§ **Exercise prompt**: Count the lines in the items below that contain the string "header", with case counting, and reply with only that number.

-- Start of Given data --

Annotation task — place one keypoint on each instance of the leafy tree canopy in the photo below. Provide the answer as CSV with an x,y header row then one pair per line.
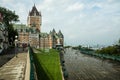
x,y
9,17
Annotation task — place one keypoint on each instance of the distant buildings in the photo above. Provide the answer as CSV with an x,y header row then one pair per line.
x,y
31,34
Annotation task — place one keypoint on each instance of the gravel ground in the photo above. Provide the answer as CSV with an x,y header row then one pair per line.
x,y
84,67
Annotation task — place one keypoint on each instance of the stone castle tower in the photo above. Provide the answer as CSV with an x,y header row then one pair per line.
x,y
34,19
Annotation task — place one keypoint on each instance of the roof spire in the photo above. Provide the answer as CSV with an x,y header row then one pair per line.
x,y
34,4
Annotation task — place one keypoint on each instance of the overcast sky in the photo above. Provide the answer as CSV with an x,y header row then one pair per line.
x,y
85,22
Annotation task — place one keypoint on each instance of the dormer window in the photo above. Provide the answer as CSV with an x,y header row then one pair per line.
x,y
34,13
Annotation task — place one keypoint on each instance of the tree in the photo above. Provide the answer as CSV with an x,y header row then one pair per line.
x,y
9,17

-- End of Given data --
-- Start of Given data --

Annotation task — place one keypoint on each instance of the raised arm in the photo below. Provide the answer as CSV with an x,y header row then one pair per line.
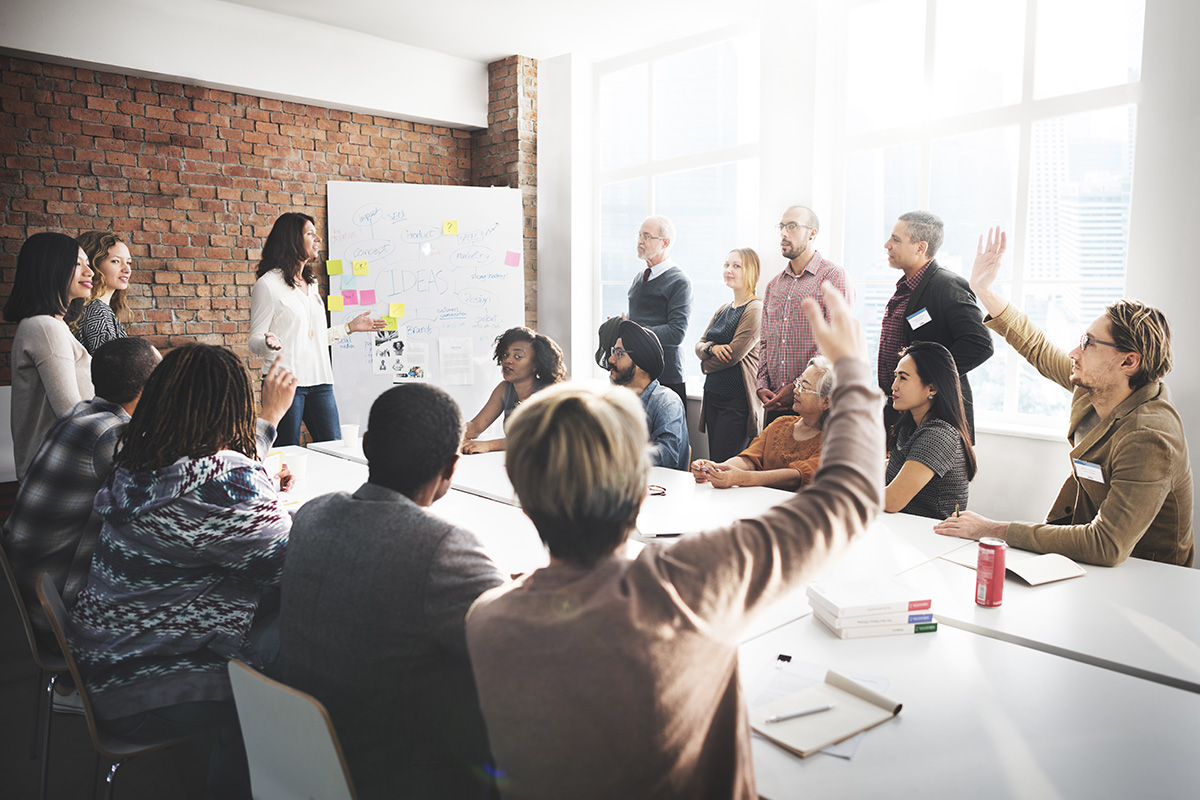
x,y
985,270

-- End of Given data --
-- Start of Given data --

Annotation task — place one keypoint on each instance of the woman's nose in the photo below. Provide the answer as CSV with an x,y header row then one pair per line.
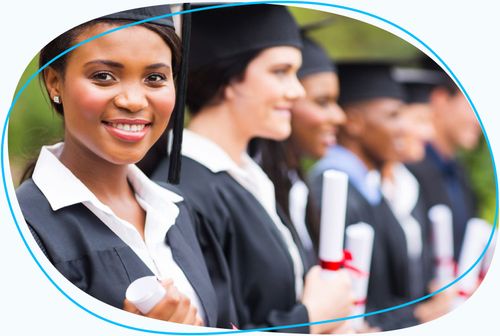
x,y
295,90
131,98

-- End of Given data --

§ **Solved exercise**: 10